-- GIVEN INSTRUCTION --
Starting with the line that has "In this exercise you will annotate each instance of the silver" in it, repeat every line through the last one, word for word, and give nothing more.

Pointing and labeling entries
** Begin **
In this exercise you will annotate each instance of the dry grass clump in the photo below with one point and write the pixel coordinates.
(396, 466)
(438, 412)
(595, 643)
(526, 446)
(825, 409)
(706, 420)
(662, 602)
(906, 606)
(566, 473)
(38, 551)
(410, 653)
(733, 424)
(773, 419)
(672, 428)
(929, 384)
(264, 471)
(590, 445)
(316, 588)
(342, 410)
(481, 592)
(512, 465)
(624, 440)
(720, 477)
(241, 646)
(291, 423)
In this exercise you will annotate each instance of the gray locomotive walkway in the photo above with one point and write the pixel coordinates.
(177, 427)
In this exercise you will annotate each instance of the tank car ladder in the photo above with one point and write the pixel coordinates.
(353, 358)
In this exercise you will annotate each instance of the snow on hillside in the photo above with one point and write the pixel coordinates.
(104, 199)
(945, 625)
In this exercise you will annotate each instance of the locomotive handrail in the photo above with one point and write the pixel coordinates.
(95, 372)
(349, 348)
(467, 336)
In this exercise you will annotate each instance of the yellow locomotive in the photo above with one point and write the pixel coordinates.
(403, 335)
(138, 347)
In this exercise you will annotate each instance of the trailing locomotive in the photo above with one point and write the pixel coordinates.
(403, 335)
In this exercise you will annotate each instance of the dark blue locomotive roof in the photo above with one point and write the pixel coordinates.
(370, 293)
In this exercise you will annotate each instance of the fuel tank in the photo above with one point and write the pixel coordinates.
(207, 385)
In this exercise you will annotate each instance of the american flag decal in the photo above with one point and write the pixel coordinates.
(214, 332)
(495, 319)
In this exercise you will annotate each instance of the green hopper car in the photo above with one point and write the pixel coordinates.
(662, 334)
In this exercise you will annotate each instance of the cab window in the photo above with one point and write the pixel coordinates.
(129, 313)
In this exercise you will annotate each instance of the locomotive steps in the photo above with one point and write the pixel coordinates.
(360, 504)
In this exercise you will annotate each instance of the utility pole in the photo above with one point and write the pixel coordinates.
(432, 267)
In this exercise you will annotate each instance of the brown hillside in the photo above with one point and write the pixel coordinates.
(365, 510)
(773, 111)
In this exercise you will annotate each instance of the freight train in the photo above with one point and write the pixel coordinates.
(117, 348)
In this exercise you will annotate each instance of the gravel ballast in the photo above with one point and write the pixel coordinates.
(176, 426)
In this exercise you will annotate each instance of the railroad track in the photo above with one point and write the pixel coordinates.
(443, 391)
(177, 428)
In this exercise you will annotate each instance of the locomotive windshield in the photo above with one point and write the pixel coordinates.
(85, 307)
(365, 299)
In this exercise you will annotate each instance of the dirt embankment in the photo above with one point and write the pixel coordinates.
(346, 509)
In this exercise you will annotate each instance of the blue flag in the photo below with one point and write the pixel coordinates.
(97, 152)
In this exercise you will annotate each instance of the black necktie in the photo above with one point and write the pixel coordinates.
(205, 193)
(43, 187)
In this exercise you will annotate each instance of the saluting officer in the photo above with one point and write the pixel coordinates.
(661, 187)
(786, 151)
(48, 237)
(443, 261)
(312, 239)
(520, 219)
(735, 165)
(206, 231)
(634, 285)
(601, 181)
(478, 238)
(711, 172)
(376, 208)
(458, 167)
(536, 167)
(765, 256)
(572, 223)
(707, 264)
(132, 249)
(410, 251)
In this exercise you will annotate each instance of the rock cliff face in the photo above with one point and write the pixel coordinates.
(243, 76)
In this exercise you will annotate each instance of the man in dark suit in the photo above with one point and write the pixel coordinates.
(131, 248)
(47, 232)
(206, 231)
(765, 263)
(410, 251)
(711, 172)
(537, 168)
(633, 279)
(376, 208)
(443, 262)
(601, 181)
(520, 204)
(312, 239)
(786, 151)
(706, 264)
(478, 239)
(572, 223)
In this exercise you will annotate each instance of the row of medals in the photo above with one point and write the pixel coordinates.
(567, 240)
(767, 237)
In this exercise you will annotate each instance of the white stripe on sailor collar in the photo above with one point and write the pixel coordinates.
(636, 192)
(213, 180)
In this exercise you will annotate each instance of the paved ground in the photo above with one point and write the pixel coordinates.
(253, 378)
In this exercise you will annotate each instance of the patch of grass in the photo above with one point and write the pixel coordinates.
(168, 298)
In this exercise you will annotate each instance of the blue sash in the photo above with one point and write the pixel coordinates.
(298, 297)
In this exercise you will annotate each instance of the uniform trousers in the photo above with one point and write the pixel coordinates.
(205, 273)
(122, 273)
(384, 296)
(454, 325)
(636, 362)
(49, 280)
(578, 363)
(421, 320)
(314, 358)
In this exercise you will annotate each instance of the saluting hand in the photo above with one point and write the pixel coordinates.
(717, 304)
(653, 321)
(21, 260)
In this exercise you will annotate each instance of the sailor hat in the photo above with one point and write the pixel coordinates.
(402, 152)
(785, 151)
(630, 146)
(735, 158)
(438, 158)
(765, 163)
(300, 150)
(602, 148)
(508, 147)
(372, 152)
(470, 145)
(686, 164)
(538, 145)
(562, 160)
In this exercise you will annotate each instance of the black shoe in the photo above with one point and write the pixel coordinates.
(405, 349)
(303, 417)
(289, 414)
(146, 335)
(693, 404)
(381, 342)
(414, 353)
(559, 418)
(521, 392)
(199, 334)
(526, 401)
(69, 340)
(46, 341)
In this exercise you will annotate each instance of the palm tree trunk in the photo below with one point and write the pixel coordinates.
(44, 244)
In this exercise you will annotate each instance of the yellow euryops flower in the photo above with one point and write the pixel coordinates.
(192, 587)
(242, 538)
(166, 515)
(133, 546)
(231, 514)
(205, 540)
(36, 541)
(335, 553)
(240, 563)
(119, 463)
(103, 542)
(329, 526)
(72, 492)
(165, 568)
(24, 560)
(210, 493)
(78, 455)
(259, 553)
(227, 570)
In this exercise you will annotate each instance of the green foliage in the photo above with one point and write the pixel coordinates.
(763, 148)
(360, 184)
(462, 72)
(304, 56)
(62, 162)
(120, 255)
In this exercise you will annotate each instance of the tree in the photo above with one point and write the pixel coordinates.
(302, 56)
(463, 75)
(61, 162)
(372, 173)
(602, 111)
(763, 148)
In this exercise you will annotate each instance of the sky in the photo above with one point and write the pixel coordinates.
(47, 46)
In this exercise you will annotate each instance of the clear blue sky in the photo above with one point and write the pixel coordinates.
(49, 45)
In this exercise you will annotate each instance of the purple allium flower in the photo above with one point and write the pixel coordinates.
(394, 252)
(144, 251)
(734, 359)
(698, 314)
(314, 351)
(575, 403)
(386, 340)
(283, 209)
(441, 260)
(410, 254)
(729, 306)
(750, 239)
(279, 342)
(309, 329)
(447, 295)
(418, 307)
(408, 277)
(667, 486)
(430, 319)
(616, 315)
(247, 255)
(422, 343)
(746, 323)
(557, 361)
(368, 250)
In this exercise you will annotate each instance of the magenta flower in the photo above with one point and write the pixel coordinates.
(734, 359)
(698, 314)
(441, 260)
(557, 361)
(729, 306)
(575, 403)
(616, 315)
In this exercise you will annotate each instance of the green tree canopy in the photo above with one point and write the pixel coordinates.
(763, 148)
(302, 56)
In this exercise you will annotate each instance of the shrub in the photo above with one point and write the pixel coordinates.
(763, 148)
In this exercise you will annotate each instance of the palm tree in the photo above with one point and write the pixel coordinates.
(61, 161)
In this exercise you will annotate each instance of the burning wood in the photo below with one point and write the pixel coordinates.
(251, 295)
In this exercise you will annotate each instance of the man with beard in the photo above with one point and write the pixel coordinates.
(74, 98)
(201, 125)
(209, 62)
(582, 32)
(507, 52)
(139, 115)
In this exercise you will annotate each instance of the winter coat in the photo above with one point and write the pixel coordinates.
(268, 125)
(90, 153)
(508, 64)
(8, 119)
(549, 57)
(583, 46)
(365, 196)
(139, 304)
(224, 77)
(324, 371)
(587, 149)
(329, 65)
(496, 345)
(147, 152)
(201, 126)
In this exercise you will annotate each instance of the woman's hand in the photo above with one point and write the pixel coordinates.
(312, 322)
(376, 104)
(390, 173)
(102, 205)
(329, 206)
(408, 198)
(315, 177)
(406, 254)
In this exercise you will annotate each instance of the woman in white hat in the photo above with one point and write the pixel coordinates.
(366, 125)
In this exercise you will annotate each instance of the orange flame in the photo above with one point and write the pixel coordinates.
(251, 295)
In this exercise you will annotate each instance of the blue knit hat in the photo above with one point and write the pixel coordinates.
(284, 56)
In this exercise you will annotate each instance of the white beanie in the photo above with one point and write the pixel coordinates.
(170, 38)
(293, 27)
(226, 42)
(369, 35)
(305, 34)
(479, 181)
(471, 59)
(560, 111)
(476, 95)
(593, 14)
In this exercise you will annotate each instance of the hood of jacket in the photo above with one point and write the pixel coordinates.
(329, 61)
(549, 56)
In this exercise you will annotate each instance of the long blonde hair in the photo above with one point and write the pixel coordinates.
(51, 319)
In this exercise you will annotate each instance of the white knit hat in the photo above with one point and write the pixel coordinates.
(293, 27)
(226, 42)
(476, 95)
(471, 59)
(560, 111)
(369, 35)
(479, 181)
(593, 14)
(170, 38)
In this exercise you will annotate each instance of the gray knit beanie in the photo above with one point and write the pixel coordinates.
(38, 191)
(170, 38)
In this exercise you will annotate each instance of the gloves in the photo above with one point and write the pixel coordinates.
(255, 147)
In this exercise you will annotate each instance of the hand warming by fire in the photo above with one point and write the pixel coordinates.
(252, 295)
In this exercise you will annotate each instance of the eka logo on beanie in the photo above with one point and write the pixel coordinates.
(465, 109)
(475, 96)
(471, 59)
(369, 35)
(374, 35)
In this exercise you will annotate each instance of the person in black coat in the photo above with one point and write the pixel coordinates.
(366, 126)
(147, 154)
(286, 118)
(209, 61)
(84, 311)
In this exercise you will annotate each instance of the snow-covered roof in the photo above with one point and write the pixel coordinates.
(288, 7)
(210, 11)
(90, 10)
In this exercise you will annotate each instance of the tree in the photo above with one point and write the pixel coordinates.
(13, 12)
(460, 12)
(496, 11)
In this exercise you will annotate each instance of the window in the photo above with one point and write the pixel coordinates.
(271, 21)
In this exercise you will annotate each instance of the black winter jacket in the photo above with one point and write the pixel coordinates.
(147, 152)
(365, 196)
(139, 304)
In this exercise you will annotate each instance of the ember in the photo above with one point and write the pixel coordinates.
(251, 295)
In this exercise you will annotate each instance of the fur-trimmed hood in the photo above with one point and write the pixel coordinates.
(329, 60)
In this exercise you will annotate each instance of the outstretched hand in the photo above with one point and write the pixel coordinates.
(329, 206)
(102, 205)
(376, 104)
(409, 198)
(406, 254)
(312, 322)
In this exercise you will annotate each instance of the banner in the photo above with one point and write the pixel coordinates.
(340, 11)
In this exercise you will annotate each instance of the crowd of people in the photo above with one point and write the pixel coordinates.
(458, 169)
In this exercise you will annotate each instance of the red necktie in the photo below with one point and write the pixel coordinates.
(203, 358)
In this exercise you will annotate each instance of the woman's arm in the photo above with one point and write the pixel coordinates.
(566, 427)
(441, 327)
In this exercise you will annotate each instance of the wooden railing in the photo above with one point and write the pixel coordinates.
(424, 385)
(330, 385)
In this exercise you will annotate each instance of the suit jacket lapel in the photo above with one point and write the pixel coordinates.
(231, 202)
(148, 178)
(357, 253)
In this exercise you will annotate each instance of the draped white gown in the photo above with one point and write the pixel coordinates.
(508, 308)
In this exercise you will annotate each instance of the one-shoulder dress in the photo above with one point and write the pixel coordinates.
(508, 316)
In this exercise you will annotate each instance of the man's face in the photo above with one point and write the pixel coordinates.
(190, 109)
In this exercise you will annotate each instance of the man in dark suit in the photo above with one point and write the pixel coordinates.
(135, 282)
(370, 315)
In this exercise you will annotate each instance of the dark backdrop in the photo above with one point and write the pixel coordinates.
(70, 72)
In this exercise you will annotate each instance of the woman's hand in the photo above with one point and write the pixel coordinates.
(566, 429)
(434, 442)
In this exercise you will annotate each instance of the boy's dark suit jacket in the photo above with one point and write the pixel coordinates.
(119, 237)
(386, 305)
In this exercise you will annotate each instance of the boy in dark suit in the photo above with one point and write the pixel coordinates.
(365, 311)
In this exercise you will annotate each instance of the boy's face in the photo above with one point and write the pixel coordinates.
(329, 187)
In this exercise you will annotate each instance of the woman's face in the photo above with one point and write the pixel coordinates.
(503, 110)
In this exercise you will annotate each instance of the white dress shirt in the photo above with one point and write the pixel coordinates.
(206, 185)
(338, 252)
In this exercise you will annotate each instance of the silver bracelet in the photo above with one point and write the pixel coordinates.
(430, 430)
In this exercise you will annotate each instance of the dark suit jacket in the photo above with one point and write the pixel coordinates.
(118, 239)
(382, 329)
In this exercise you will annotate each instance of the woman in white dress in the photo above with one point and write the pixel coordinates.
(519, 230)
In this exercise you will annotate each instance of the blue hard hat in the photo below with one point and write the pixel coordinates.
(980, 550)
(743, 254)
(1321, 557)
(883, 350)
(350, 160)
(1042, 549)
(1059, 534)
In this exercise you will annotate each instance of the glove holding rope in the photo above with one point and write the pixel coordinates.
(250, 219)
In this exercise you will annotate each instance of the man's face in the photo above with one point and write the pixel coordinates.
** End **
-- OUTPUT BELOW --
In this exercise you will annotate each instance of the silver bracelet in the photo above with one point and write the pixel coordinates.
(430, 430)
In this exercise you will annotate each instance of the dark suit jacket in the photo above with one point and write the pixel coordinates.
(118, 239)
(382, 329)
In this exercise you will annotate each instance of the woman in white dress in the photo above with one point and write the pixel coordinates.
(519, 230)
In this exercise you will annotate each instance of the blue hard hat in the photo below with one point and write the pixel coordinates.
(980, 550)
(743, 254)
(1321, 557)
(883, 350)
(350, 160)
(1042, 549)
(1059, 534)
In this exercise you will annotate each instance of the glove holding rope in the photo above with one point and write the pixel coordinates.
(250, 219)
In this exercise you will annotate each instance of the man's face in the photo above with one point and write the pixel coordinates.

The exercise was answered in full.